+++ Dataset excerpts

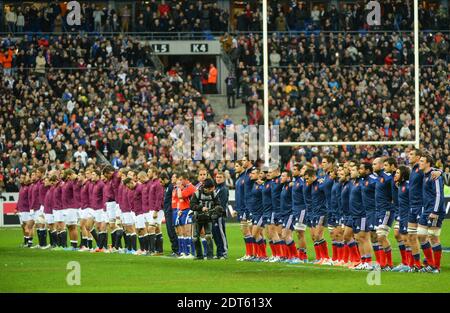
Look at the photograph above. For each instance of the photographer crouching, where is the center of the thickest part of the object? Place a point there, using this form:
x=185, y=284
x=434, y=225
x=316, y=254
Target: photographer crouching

++++++
+++ Dataset excerpts

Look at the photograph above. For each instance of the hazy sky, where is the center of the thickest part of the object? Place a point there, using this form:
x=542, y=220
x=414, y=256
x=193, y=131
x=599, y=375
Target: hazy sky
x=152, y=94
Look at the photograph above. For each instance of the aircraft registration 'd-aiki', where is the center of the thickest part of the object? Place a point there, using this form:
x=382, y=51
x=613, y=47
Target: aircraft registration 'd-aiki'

++++++

Exercise brief ->
Starting at the line above that contains "x=185, y=284", write out each line exactly until the line that contains "Target: photographer crouching" has been written, and stop there.

Answer section ->
x=185, y=284
x=434, y=225
x=316, y=254
Target: photographer crouching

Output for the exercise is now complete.